## Work instruction 1
From the Gap-K% abstract, list every name it gives to the proposed method, to the benchmarks used in its experiments, and to the class of models it studies.
## Work instruction 2
For each statement, say whether the Gap-K% abstract supports it, and quote the words that decide the answer.
(a) Gap-K% relies on the log probability gap between the top-1 predicted token and the target token.
(b) The experiments were run on the WikiMIA benchmark alone.
(c) The sliding window strategy serves to amplify token-level fluctuations.

## Source extract
· · · ·

Gap-K%: Measuring Top-1 Prediction Gap for Detecting Pretraining Data

Yonsei University

Abstract

The opacity of massive pretraining corpora in Large Language Models (LLMs) raises significant privacy and copyright concerns, making pretraining data detection a critical challenge. Existing state-of-the-art methods typically rely on token likelihoods, yet they often overlook the divergence from the model's top-1 prediction and local correlation between adjacent tokens. In this work, we propose Gap-K%, a novel pretraining data detection method grounded in the optimization dynamics of LLM pretraining. By analyzing the next-token prediction objective, we observe that discrepancies between the model’s top-1 prediction and the target token induce strong gradient signals, which are explicitly penalized during training. Motivated by this, Gap-K% leverages the log probability gap between the top-1 predicted token and the target token, incorporating a sliding window strategy to capture local correlations and mitigate token-level fluctuations. Extensive experiments on the WikiMIA and MIMIR benchmarks demonstrate that Gap-K% achieves state-of-the-art performance, consistently outperforming prior baselines across various model sizes and input lengths.

· · · ·

## Supplied information
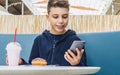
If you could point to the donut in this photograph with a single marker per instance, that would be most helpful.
(39, 62)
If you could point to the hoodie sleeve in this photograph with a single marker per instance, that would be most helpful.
(35, 50)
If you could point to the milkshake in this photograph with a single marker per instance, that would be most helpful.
(13, 52)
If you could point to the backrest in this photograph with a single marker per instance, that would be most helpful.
(103, 49)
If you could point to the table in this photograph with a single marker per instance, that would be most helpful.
(47, 70)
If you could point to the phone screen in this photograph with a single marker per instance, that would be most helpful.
(77, 44)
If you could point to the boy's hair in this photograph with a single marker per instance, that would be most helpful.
(57, 3)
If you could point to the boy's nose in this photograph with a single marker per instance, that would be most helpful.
(60, 20)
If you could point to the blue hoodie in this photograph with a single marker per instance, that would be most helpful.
(53, 47)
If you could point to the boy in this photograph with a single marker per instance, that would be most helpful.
(53, 45)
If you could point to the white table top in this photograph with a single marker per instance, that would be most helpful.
(47, 70)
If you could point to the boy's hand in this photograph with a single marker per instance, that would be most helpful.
(72, 58)
(20, 61)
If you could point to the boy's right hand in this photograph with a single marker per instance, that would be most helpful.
(20, 60)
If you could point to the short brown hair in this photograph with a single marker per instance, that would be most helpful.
(57, 3)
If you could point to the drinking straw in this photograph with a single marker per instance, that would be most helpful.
(15, 35)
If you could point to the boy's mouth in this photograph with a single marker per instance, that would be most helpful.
(60, 26)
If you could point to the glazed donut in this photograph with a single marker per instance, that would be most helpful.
(39, 62)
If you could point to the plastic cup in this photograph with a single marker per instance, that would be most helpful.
(13, 53)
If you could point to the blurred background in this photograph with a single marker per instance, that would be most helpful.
(78, 7)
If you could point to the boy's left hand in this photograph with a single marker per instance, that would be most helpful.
(72, 58)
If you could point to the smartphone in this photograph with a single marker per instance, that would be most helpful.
(77, 44)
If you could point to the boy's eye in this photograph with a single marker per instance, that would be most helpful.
(55, 16)
(65, 16)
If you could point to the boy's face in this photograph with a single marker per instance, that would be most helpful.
(58, 18)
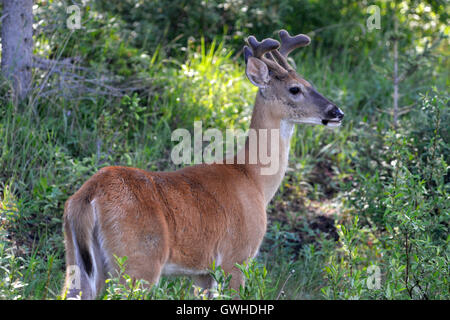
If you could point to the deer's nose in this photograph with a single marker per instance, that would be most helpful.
(335, 112)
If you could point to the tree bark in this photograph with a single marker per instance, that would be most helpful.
(17, 45)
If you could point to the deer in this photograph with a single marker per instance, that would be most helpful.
(181, 222)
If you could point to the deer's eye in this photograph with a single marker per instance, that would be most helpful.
(294, 90)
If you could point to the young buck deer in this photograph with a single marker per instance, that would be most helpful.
(179, 223)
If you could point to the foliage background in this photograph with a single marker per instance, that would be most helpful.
(368, 194)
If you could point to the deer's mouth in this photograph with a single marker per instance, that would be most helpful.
(336, 122)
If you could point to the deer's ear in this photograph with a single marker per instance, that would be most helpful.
(257, 72)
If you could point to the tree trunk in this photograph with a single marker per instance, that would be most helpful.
(17, 45)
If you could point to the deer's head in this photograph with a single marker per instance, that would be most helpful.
(296, 100)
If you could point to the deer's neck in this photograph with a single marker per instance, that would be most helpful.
(272, 137)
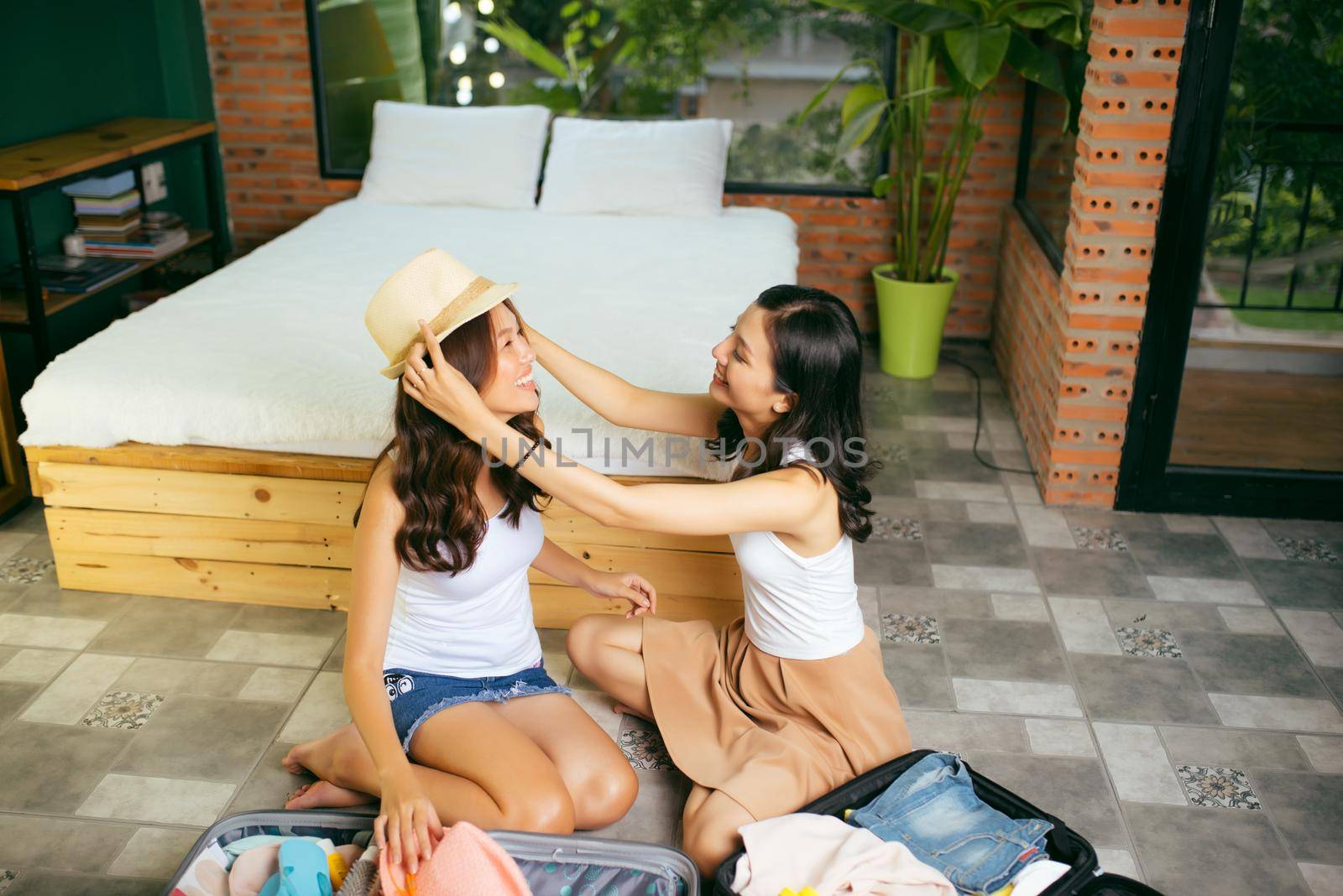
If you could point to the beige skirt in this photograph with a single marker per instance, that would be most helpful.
(772, 734)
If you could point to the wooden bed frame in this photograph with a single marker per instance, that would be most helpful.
(275, 529)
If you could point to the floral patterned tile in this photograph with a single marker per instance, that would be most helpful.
(910, 629)
(888, 454)
(1307, 549)
(642, 746)
(1148, 643)
(123, 710)
(24, 570)
(1217, 788)
(904, 530)
(1099, 539)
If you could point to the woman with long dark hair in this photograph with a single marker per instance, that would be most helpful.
(792, 701)
(456, 715)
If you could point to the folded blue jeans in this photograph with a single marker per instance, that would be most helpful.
(933, 809)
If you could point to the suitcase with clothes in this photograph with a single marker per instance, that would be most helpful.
(1063, 844)
(552, 866)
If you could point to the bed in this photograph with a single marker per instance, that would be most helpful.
(215, 445)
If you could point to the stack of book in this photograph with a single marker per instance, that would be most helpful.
(66, 273)
(105, 207)
(112, 224)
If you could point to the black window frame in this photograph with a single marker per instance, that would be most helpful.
(1029, 216)
(328, 172)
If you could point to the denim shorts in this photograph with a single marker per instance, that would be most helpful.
(933, 810)
(418, 695)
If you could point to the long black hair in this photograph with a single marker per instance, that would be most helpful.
(434, 466)
(818, 360)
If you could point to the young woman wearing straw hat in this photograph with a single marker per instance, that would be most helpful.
(792, 701)
(456, 715)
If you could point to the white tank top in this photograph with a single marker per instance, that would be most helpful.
(798, 608)
(478, 622)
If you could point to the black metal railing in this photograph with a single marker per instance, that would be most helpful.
(1275, 167)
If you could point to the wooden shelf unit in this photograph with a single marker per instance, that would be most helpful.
(93, 152)
(13, 305)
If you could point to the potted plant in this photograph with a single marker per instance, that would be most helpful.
(946, 51)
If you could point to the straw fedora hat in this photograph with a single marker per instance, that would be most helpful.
(434, 287)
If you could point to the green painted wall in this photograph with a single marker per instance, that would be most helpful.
(71, 63)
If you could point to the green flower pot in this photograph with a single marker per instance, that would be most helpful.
(911, 317)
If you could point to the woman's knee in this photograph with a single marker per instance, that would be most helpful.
(349, 759)
(584, 640)
(546, 809)
(604, 793)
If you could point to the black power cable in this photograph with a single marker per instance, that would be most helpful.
(980, 416)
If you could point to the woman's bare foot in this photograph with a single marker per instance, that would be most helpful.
(324, 794)
(624, 710)
(293, 759)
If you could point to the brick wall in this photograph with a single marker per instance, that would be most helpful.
(1067, 344)
(259, 55)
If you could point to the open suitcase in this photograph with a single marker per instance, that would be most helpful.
(551, 864)
(1063, 844)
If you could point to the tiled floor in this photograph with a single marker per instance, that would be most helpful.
(1170, 685)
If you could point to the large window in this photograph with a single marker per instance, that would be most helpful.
(754, 62)
(1049, 147)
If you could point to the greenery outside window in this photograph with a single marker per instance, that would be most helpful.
(754, 62)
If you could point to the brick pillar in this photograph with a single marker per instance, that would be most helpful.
(268, 133)
(1067, 345)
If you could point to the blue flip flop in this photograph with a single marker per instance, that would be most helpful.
(302, 871)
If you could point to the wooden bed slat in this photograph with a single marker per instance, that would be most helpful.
(268, 584)
(557, 605)
(274, 529)
(191, 494)
(700, 575)
(208, 459)
(567, 524)
(252, 541)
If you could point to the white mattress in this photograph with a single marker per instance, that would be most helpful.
(270, 352)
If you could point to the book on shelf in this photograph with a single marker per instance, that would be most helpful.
(102, 187)
(67, 273)
(163, 221)
(143, 244)
(118, 204)
(107, 226)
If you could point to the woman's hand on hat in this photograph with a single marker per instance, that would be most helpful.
(441, 388)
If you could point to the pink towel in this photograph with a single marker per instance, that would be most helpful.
(832, 857)
(465, 862)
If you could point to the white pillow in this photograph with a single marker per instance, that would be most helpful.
(637, 167)
(443, 156)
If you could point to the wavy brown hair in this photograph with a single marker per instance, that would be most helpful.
(434, 466)
(818, 360)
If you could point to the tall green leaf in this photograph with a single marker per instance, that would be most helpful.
(1038, 16)
(860, 96)
(861, 127)
(920, 18)
(821, 94)
(1034, 63)
(1068, 31)
(514, 36)
(978, 53)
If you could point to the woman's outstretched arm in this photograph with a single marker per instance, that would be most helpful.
(782, 501)
(621, 401)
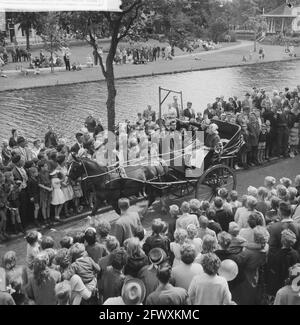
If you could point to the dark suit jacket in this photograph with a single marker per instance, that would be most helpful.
(75, 148)
(188, 114)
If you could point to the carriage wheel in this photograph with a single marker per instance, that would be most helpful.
(213, 179)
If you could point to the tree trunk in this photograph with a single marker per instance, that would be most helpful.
(27, 33)
(111, 98)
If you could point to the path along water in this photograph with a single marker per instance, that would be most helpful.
(66, 107)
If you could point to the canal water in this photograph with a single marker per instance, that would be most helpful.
(66, 107)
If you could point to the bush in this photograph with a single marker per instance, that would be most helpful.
(229, 37)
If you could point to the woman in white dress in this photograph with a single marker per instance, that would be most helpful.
(101, 154)
(66, 186)
(181, 237)
(58, 198)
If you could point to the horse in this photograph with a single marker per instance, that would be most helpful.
(109, 184)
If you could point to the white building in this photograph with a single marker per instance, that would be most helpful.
(283, 19)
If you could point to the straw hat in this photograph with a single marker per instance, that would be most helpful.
(133, 292)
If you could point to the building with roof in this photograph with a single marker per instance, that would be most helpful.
(283, 19)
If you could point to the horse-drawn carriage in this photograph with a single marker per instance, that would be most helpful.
(160, 180)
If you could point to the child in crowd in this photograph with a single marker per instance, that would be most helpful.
(268, 141)
(294, 140)
(157, 239)
(6, 153)
(78, 194)
(63, 293)
(66, 242)
(34, 192)
(262, 143)
(246, 149)
(3, 208)
(174, 213)
(84, 266)
(13, 198)
(58, 198)
(45, 190)
(180, 237)
(193, 238)
(292, 194)
(234, 202)
(270, 183)
(33, 239)
(237, 242)
(286, 182)
(204, 230)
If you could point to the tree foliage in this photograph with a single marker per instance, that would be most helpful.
(139, 20)
(52, 35)
(28, 21)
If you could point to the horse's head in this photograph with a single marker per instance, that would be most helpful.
(76, 168)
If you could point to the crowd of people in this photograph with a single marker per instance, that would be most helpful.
(252, 241)
(144, 54)
(35, 187)
(231, 251)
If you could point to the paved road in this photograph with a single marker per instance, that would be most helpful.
(255, 177)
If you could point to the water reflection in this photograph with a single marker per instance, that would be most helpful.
(65, 107)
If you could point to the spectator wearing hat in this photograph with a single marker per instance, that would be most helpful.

· · · ·

## Task response 1
- Gap-K% (the proposed method)
- WikiMIA (benchmark)
- MIMIR (benchmark)
- Large Language Models (LLMs) (the class of models studied)

## Task response 2
(a) Yes: "Gap-K% leverages the log probability gap between the top-1 predicted token and the target token"
(b) No: "Extensive experiments on the WikiMIA and MIMIR benchmarks"
(c) No: "incorporating a sliding window strategy to capture local correlations and mitigate token-level fluctuations"